The task: For the material that follows, return exactly the lines from the one with "Every instance of the gray" through the one with "Every instance of the concrete driveway", both ends included.

Records for this task:
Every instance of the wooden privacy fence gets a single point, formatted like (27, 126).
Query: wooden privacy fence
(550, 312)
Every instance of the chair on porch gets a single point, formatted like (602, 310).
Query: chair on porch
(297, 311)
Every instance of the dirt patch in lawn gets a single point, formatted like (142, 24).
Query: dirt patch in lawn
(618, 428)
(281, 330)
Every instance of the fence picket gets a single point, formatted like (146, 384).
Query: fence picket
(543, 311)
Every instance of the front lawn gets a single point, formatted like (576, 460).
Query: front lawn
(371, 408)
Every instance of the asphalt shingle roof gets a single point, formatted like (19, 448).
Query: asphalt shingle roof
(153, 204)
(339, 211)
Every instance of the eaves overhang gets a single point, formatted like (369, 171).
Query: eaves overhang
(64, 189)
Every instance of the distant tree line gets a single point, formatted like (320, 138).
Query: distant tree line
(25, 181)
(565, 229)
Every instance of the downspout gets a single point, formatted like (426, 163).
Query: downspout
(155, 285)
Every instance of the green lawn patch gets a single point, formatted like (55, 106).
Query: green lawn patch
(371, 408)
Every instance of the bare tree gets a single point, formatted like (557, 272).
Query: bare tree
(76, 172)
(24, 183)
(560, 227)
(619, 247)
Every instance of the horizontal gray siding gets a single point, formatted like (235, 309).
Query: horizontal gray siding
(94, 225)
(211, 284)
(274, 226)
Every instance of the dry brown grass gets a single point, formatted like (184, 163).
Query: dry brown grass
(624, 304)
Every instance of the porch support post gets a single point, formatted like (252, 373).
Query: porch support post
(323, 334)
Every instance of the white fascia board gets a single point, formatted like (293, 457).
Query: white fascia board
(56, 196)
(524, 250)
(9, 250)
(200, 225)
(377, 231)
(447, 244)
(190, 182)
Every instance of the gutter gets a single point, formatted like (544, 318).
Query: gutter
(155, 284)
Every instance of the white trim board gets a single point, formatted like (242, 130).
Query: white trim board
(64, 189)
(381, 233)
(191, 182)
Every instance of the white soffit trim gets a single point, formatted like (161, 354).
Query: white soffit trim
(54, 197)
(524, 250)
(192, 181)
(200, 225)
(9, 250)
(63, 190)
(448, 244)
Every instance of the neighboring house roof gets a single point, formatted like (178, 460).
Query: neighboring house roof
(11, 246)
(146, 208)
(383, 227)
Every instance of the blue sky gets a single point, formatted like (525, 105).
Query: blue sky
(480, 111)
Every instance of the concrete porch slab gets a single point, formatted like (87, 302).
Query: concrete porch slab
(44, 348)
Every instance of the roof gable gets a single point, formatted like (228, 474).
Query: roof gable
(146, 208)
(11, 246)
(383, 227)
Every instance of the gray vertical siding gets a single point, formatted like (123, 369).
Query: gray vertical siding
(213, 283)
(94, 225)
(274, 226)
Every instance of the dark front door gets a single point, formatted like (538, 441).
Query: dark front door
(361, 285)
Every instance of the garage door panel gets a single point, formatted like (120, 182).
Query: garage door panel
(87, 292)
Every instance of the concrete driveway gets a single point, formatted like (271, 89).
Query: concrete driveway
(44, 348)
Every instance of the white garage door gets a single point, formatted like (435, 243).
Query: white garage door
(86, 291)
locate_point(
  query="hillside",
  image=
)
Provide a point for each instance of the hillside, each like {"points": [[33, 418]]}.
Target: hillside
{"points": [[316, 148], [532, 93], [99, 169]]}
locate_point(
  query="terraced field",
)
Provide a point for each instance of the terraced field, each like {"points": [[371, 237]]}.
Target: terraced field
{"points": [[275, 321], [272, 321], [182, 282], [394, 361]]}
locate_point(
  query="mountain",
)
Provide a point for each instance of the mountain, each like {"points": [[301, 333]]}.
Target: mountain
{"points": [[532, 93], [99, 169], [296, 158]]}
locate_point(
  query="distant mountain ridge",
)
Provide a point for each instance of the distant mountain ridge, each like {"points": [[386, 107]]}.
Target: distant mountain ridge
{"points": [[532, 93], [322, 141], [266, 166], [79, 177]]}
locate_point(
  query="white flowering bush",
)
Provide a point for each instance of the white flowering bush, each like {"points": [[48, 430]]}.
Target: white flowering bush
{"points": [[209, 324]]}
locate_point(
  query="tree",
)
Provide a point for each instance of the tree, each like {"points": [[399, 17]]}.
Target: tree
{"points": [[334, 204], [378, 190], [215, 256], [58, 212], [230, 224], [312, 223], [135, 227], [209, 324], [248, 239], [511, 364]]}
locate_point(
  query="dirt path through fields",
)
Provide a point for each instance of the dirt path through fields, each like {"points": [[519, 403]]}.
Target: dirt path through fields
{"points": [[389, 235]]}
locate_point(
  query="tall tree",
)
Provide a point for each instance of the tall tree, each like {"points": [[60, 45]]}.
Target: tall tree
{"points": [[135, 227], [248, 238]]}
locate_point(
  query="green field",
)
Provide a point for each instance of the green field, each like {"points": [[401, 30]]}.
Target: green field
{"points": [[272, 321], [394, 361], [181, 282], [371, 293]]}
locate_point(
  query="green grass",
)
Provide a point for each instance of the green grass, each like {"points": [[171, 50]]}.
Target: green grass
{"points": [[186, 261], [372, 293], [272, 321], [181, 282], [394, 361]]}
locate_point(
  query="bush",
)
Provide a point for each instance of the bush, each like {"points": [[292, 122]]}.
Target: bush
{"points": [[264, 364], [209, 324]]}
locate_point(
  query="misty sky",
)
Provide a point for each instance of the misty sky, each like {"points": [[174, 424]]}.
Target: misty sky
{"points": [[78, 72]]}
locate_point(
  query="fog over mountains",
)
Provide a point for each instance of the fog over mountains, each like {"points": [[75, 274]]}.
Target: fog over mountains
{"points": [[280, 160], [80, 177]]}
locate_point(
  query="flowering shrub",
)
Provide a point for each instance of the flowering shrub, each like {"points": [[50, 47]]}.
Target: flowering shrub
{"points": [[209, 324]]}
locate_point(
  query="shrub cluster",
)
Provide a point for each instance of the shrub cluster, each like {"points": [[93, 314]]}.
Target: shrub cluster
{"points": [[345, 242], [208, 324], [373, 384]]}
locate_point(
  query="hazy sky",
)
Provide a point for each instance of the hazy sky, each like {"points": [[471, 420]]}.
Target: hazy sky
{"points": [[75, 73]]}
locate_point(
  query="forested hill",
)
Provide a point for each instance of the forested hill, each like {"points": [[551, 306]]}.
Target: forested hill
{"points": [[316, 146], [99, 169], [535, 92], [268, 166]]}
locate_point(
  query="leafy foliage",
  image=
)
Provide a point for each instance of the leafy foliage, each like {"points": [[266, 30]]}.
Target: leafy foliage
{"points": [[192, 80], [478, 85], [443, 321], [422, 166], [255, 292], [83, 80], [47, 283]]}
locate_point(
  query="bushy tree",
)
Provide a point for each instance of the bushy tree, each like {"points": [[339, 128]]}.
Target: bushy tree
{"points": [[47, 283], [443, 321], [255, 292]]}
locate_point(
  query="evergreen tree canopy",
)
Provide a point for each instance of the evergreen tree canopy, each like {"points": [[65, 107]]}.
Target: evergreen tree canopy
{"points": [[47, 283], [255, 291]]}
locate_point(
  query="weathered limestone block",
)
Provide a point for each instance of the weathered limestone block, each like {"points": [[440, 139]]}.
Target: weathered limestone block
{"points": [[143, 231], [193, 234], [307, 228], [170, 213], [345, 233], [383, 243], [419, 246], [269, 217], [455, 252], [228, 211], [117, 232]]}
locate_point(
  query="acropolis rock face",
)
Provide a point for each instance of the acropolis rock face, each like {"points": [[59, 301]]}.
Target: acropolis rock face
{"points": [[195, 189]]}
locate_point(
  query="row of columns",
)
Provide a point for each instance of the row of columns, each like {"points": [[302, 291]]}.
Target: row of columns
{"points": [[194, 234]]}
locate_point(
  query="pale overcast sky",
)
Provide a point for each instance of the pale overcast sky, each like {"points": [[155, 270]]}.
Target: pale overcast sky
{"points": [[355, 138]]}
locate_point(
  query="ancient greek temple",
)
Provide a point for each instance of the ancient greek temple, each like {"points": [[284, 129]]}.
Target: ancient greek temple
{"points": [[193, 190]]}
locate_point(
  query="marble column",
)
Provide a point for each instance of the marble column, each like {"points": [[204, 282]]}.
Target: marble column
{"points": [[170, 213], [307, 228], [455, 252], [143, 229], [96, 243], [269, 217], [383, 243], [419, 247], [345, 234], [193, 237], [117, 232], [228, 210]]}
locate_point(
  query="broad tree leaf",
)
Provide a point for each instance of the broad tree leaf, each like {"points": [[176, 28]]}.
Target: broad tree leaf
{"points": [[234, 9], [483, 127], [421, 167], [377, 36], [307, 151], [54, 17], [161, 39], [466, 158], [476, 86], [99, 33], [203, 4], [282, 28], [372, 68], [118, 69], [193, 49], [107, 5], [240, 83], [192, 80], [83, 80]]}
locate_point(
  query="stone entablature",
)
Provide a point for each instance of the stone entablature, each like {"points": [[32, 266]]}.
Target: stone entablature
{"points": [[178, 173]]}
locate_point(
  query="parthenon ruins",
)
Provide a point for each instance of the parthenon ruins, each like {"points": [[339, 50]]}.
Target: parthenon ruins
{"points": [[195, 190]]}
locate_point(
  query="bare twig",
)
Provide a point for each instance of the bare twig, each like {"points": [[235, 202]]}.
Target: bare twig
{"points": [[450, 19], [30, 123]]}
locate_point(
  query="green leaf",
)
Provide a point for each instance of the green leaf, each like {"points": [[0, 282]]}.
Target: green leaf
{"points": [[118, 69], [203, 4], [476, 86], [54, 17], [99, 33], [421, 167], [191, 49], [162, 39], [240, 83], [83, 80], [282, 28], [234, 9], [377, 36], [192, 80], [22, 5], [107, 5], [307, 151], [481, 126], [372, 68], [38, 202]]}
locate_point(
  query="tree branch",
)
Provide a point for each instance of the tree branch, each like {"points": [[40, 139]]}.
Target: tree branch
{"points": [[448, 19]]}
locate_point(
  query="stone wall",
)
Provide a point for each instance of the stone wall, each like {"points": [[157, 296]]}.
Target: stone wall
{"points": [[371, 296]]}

Output:
Every instance of the gray vertical siding gets a single point, formatted like (123, 369).
Query: gray vertical siding
(213, 283)
(94, 225)
(274, 226)
Every instance of the dark front door gets a single point, formatted like (538, 441).
Query: dark front door
(361, 285)
Every instance of the garage door panel gets a single point, formatted like (120, 182).
Query: garage door panel
(87, 292)
Every instance of the concrete driveway gets a single point, formatted like (271, 89).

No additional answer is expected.